• _TAREFAS E EXERCÍCIOS_
(1) Responda com base na reportagem sobre o discurso de Lula:
(a) Em que ano foi criado o Grupo do Rio?
(b) De que modo Lula vai chamar Cuba no discurso?
(c) Quais países da América Central são citados como exemplos de resistência à aproximação com a ilha?
(2) Reproduza fielmente a reportagem sobre o discurso de Lula, desde "ELIANE CANTANHÊDE" até "das três Américas.".
(3) Retome a reportagem sobre o discurso de Lula a respeito de Cuba a partir do ponto em que ela termina.

═══ DOCUMENTO DE ORIGEM

Países da América Central resistem à proposta; vice-chanceler do México diz que questão não está em pauta

Lula voltará a defender diálogo com Cuba

ELIANE CANTANHÊDE
ENVIADA ESPECIAL AO RIO

O presidente Luiz Inácio Lula da Silva deverá fazer hoje, dois dias depois das eleições americanas, um discurso defendendo a "ampliação do diálogo" dos países latino-americanos com Cuba, que vai chamar de "nação-irmã". O discurso será durante a sessão inaugural da reunião do Grupo do Rio, que foi criado em 1986 e reúne 19 países das três Américas.
A Folha teve acesso ao texto original do discurso de Lula, que lhe foi apresentado pela assessoria especial da Presidência e pelo Itamaraty e ainda era considerado um rascunho. O cuidado se explica: há fortes resistências no Grupo do Rio à aproximação com a ilha de Fidel Castro, especialmente entre os países da América Central, como Panamá e El Salvador.

══════
═══ DADOS REGISTRADOS

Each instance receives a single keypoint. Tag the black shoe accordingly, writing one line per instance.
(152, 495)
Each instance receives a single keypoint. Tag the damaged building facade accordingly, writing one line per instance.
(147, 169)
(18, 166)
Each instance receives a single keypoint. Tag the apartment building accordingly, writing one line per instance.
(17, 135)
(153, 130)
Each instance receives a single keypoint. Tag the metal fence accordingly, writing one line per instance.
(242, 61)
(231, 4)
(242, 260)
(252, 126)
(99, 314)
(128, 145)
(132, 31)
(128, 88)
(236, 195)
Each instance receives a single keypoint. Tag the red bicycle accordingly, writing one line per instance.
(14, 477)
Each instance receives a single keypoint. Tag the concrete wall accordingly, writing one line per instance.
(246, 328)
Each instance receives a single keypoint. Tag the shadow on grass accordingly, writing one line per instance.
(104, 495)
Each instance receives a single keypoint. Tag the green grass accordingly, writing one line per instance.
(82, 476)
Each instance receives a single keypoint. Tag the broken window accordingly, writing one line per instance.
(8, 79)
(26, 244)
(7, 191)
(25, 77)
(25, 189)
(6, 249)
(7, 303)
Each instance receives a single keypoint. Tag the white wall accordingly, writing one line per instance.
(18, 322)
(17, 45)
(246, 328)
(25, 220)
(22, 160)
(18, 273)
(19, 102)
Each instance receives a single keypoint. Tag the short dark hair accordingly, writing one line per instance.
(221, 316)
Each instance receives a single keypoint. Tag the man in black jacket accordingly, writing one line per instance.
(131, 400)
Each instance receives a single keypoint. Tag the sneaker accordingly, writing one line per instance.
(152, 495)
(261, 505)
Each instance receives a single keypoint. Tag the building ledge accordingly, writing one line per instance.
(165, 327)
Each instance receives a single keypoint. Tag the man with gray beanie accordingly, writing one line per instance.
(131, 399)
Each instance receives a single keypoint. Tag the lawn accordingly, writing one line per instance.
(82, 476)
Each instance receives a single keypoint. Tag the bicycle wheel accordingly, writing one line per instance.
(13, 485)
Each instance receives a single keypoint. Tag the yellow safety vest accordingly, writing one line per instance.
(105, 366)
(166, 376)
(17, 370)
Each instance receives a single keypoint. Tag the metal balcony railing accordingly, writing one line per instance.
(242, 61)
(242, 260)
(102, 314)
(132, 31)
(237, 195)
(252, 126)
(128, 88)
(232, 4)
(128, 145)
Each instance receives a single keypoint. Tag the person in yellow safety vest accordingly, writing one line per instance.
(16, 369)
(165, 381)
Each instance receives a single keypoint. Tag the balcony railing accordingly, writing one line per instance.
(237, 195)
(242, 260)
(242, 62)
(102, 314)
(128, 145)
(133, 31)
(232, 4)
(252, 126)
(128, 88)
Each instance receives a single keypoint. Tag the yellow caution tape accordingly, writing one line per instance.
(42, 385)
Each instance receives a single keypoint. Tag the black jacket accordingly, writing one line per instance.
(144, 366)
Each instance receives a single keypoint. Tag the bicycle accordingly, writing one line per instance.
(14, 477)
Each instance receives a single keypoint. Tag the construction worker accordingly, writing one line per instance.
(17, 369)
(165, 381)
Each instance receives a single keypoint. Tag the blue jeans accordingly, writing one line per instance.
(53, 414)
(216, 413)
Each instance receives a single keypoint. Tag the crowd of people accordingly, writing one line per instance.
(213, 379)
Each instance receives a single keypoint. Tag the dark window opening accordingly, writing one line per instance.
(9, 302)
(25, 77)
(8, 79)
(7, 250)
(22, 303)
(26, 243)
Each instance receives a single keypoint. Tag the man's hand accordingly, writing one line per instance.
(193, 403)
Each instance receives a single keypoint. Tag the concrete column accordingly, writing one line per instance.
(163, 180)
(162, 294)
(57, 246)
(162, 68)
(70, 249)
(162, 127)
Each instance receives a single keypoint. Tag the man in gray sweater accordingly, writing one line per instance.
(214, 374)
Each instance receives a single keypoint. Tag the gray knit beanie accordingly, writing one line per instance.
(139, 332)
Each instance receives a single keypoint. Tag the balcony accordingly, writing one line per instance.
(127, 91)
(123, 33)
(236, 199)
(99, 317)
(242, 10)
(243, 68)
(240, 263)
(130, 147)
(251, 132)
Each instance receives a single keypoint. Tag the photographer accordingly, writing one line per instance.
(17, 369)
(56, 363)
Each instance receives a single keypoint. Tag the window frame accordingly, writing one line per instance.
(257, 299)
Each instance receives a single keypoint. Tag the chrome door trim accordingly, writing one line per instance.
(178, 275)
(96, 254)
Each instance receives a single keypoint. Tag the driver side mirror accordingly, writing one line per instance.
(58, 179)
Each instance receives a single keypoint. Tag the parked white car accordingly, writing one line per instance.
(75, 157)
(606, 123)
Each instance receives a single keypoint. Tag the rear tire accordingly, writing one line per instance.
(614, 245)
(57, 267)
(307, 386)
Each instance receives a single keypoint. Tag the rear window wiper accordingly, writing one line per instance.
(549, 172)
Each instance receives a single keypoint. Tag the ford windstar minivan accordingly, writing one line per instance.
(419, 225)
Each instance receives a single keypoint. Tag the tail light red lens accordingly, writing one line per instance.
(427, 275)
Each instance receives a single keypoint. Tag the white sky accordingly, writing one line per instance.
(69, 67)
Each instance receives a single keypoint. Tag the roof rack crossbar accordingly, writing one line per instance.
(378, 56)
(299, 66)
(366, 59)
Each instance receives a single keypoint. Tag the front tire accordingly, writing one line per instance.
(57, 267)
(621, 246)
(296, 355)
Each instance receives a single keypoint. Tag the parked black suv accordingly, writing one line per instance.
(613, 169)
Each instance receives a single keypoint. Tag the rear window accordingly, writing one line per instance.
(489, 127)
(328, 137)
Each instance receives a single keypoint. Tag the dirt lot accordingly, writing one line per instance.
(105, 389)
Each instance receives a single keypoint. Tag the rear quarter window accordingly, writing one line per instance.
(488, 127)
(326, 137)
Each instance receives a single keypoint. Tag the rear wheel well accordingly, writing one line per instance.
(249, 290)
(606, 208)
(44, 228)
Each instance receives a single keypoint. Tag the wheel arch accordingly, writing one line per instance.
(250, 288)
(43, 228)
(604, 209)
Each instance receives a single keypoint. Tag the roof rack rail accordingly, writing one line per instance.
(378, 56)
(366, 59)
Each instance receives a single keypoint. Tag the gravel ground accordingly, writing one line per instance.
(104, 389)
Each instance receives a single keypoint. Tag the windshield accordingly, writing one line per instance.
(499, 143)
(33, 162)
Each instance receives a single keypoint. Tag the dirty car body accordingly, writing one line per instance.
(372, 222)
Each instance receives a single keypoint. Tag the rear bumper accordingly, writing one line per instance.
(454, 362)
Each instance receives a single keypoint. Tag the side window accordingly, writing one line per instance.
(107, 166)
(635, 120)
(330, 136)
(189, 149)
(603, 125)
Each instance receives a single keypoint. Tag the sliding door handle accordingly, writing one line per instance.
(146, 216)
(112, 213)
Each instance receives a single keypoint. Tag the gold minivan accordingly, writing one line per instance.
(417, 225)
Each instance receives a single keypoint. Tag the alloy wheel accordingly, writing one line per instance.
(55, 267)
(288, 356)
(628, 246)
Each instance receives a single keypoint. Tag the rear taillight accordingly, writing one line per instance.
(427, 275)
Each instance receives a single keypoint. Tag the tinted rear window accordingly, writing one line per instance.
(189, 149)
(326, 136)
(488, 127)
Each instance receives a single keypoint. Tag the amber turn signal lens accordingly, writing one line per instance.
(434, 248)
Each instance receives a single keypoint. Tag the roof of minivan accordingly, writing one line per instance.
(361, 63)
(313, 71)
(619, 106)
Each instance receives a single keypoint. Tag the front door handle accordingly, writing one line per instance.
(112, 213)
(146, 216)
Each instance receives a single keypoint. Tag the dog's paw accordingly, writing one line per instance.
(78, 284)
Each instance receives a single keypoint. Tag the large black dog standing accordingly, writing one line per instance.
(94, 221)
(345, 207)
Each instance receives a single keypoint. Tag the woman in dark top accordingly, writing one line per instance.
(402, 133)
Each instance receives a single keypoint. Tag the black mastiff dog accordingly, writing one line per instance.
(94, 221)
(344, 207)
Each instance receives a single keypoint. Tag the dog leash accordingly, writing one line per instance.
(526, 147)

══════

• _RESULTADOS DO EXERCÍCIO_
(1)
(a) Em 1986.
(b) De "nação-irmã".
(c) Panamá e El Salvador.

(2)
ELIANE CANTANHÊDE
ENVIADA ESPECIAL AO RIO

O presidente Luiz Inácio Lula da Silva deverá fazer hoje, dois dias depois das eleições americanas, um discurso defendendo a "ampliação do diálogo" dos países latino-americanos com Cuba, que vai chamar de "nação-irmã". O discurso será durante a sessão inaugural da reunião do Grupo do Rio, que foi criado em 1986 e reúne 19 países das três Américas.

(3)
Na última reunião de chanceleres do Grupo do Rio, realizada em Brasília no mês de agosto, o Brasil já tinha proposto uma demonstração política favorável à aproximação com Cuba, mas a idéia foi rechaçada, principalmente por El Salvador -que tem economia dolarizada e enviou tropas para o Iraque-, e não obteve consenso. Mesmo países da América do Sul lavaram as mãos por não terem simpatia por Fidel. O Uruguai nem sequer mantém relações diplomáticas com Cuba.
O vice-chanceler do México, Miguel Hakim, garantiu que até ontem, por volta das 14h, a questão de Cuba não havia entrado na pauta das discussões técnicas que precederam as reuniões de chanceleres e de presidentes. "Não se falou nisso [ampliação do diálogo com Cuba] até agora", disse Hakim, acrescentando: "E a inclusão de Cuba no grupo nunca esteve em discussão. Não se fala nisso".
O embaixador da Argentina, Juan Pablo Lohlé, também disse que Cuba não estava na agenda, apesar das versões em contrário da delegação brasileira. O discurso de Lula, portanto, deverá ser em nome do Brasil, não do grupo.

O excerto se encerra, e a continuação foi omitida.